PASSAGE FOR REVIEW:
******************************
Remembering Fathers from the Greatest Generation


by Peter Galuszka

A few days ago, Bacon’s Rebellion featured a tribute to the 75th anniversary of D-Day in Normandy. The critically important invasion opened up a second front against Nazi Germany, leading to its defeat and the end of its terror.

This weekend, I propose another commemoration – that of the 75th anniversary of the U.S. invasion of Saipan in the Pacific Ocean. It is also a Father’s Day tribute of sorts that has links to Bacons Rebellion.

Saipan is in the Mariana Islands in the Central Pacific. Admiral Chester Nimitz wanted to seize the islands for air bases from which aircraft could bomb the Japanese mainland and. The Marianas also could serve as a staging ground for the eventual invasion of Japan.

On June 15, 1944, an invasion force led by the U.S. Marine Corps attacked Saipan after days of bombardment. The campaign would run until July 9 and would cost the lives of more than 29,000 troops on both sides.

After seizing Saipan, U.S. forces then stormed the island of Tinian, a short distance from Saipan. There, a gigantic bomber base was build to handle B-29s. A little more than a year later, B-29s based on Tinian flew the two atomic missions against Japan.

First, though, came heavily fortified Saipan. The Marines had learned from previous bloody island invasions that it was vital that landing craft not get hung up on impediments such as coral reefs. Otherwise, troops would be slaughtered by Japanese fire.
******************************
DATA SHOWN:
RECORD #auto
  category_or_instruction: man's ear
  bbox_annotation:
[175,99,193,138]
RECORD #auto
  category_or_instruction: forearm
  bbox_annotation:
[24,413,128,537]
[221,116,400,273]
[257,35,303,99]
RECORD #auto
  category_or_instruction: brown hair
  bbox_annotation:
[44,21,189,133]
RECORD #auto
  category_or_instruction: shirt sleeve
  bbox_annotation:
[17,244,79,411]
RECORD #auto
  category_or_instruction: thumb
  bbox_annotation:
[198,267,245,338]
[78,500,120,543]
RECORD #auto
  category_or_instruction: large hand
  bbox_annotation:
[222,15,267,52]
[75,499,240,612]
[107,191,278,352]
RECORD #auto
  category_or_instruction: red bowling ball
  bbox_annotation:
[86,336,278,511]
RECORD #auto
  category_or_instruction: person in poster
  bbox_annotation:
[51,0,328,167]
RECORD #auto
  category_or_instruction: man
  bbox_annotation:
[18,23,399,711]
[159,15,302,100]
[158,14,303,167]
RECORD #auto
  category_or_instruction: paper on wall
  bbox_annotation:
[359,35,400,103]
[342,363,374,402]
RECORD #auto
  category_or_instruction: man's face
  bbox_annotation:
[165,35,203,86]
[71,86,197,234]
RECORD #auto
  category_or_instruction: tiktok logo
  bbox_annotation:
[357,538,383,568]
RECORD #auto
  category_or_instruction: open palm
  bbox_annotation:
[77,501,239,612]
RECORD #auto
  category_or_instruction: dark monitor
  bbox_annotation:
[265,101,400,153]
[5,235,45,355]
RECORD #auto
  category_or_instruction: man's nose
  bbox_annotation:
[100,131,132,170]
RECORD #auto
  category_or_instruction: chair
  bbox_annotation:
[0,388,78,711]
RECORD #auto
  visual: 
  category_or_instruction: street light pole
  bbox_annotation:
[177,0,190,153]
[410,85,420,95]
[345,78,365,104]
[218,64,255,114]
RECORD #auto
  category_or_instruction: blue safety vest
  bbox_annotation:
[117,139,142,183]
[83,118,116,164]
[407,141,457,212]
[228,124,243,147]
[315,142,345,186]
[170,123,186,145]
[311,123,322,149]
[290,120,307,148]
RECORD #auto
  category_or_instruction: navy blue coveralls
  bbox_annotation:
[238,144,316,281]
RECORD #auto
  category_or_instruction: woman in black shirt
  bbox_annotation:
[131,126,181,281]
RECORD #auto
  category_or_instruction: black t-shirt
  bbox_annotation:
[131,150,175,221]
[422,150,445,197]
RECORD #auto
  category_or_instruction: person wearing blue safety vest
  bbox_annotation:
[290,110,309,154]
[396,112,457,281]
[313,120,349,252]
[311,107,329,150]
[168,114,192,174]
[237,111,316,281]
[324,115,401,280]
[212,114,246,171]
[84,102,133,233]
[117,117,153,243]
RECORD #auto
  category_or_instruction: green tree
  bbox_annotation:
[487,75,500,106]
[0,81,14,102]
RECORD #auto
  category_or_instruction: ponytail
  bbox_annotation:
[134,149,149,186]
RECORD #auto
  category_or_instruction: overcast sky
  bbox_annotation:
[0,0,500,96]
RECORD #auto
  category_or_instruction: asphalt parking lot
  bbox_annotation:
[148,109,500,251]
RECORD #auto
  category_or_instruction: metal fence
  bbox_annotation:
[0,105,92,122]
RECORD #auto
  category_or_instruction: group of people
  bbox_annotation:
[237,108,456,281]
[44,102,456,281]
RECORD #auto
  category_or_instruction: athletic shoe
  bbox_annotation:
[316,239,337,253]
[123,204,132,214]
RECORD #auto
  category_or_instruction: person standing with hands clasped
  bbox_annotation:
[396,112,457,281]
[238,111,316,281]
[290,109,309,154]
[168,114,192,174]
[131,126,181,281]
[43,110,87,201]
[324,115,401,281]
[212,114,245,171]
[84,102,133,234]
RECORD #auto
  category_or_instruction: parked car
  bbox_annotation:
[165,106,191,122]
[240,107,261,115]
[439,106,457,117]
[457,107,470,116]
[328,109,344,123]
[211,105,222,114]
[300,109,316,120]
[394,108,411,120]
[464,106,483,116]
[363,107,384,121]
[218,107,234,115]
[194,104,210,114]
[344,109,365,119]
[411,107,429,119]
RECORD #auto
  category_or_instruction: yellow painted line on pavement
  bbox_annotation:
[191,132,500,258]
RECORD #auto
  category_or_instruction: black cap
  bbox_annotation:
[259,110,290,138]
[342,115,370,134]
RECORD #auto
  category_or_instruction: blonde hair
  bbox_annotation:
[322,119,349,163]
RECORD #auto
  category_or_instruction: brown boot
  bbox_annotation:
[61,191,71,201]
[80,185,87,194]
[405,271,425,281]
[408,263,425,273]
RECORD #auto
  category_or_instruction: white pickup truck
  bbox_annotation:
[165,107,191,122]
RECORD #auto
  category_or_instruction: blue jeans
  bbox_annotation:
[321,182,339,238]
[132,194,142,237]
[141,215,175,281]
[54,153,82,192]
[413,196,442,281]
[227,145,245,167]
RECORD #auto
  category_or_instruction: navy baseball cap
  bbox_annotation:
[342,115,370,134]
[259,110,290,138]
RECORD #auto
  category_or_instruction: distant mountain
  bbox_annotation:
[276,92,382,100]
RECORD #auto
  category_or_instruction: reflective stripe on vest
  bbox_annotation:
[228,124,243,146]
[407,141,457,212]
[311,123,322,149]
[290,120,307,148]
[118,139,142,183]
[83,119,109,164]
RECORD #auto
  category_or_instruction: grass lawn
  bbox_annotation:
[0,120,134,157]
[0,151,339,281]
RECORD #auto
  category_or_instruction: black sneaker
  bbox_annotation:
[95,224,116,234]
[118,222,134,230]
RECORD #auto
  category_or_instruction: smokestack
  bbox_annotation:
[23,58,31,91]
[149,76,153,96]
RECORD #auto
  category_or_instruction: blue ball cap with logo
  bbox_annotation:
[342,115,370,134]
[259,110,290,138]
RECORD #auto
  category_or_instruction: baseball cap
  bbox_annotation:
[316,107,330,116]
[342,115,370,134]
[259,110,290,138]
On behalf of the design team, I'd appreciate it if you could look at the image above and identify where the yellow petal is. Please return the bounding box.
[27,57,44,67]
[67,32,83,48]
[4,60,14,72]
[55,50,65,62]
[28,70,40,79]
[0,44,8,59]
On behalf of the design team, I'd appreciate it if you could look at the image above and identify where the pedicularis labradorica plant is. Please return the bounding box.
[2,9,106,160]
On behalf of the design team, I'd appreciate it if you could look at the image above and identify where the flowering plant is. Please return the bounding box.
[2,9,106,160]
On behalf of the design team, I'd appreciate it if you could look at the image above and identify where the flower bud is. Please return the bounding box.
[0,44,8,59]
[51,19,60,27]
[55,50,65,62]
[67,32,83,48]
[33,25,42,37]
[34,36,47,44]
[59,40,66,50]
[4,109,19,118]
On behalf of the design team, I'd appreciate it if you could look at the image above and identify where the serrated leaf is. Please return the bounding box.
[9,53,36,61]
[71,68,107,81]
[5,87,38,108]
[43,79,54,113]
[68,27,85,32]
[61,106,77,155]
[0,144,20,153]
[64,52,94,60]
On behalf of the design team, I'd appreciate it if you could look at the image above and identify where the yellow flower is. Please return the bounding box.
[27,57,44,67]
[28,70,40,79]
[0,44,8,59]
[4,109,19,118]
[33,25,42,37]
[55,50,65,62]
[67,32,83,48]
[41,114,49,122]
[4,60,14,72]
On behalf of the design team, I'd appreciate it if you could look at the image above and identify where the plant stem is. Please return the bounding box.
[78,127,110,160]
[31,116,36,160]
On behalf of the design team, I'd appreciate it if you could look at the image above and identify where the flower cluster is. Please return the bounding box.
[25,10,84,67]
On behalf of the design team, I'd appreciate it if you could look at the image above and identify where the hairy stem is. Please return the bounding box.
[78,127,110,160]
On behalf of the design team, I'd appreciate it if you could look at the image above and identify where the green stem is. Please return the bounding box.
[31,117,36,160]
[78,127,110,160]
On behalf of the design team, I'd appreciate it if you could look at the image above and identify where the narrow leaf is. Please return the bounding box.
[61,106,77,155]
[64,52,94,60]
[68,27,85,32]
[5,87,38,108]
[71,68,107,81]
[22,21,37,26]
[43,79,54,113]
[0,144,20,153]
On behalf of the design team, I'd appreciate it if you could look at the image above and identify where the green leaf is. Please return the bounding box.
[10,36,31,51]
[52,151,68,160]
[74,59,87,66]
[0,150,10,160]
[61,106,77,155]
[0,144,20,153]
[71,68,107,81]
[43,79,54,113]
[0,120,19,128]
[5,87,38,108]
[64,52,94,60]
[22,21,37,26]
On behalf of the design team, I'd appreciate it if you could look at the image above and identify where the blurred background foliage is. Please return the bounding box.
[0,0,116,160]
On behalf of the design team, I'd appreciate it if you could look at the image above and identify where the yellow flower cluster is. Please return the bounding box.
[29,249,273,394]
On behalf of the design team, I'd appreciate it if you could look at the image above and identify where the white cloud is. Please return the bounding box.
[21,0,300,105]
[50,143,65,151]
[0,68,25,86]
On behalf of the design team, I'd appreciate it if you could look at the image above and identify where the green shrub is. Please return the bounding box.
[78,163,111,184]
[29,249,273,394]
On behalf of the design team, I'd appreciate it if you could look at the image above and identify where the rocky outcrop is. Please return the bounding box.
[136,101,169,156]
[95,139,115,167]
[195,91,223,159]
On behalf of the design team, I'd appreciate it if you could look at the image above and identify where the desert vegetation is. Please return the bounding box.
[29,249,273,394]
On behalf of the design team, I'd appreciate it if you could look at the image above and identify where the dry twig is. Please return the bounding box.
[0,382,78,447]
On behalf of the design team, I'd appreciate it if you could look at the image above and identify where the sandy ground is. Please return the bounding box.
******************************
SET OF TASKS:
[A] According to the article on the Saipan invasion, on what date did the invasion force attack Saipan?
[B] List every geographic place name in the article on the Saipan invasion, not counting the names of countries.
[C] Pick up the article on the Saipan invasion after its last sentence and keep writing.
Nothing in the data is needed here.

EXPECTED OUTPUTS:
[A] June 15, 1944.

[B] Normandy, Pacific Ocean, Mariana Islands (the Marianas), Central Pacific, Saipan, Tinian

[C]
They came up with the Landing Vehicle Tracked (LVT), an amphibious tractor that originated in the swamps of Florida. LVTs could clamber over coral and take troops directly onto beaches.

Still, there were heavy losses. So, another weapon was developed. One version was the LVT (A) 4, which was an LVT with a turret housing a 75-millimeter howitzer capable of taking out enemy bunkers. Some versions had flamethrowers. The armed LVTs would usually advance ahead of the troops carrying LVTs to lay down covering fire.

One LVT (A) 4 unit was the 2nd Armored Amphibian Battalion that led the 2nd Marine Division’s assault on Saipan. The unit had been formed in California and, after training on Hawaii, went into combat for the first time.

The 2nd Armored succeeded after weeks of bloody fighting. The unit also helped spearhead assaults on Tinian and Iwo Jima, perhaps the most famous battle of the Pacific War.

What’s the connection to Bacon’s Rebellion and Father’s Day?

The father of Reed Fawell who is a real estate expert and regular contributor to Bacon’s Rebellion commanded the 2nd Armored. The Battalion Surgeon, a 28-year-old Navy doctor, was my father.

For more information, check out this Website that Reed helped put together a few years ago.

Peter Galuszka, a Richmond-area writer, is an occasional contributor to Bacon’s Rebellion.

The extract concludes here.